“Demand collapses” as sellers slash prices



One in four (25%) homes have been sold at a discount since September according to Zoopla research, as Hargreaves Lansdown says demand has fallen off a cliff since the infamous mini-budget.

Sales are down by as much as 50%, while a significant 15% are falling apart after a sale is agreed.

Rising mortgage rates and an uncertain economic climate have been blamed on the collapsing demand, as the average sale is 3% below the asking price, while a tenth (11%) of homes experienced a price drop of more than 5%.

Sarah Coles, senior personal finance analyst, Hargreaves Lansdown, paints a grim picture of the market.

She said: “Demand has collapsed since the mini-budget unleashed chaos on the mortgage market. Meanwhile sales are down – in some areas as much as 50%.

“Even once a sale is agreed, the proportion of sales that fall apart during the buying process is rising – and has hit 15%.

“One in four sellers have had to cut their asking price, and increasingly they’re having to accept an offer.

“For most of the past two years, sellers have on average achieved their asking prices. However, in recent months, a gap has opened up, so they’re having to accept offers 3% below the asking price.

“Zoopla estimates that when this discount hits 5%-7%, prices will be falling – and that can’t be far off now.”

There will be a 5% drop in house prices thanks to this period, Zoopla predicted.

=== Information provided ===
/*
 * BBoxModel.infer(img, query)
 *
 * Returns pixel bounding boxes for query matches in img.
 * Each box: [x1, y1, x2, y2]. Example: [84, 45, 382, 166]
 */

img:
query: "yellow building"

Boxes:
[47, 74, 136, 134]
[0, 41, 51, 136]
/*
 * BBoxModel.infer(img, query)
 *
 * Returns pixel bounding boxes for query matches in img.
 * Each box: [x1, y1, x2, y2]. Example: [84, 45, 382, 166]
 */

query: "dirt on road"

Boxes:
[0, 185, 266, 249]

=== Exercise goal ===
Reproduce word for word the stretch of the housing market article from "Rising mortgage rates" through "accept an offer.".

=== Answer section ===
Rising mortgage rates and an uncertain economic climate have been blamed on the collapsing demand, as the average sale is 3% below the asking price, while a tenth (11%) of homes experienced a price drop of more than 5%.

Sarah Coles, senior personal finance analyst, Hargreaves Lansdown, paints a grim picture of the market.

She said: “Demand has collapsed since the mini-budget unleashed chaos on the mortgage market. Meanwhile sales are down – in some areas as much as 50%.

“Even once a sale is agreed, the proportion of sales that fall apart during the buying process is rising – and has hit 15%.

“One in four sellers have had to cut their asking price, and increasingly they’re having to accept an offer.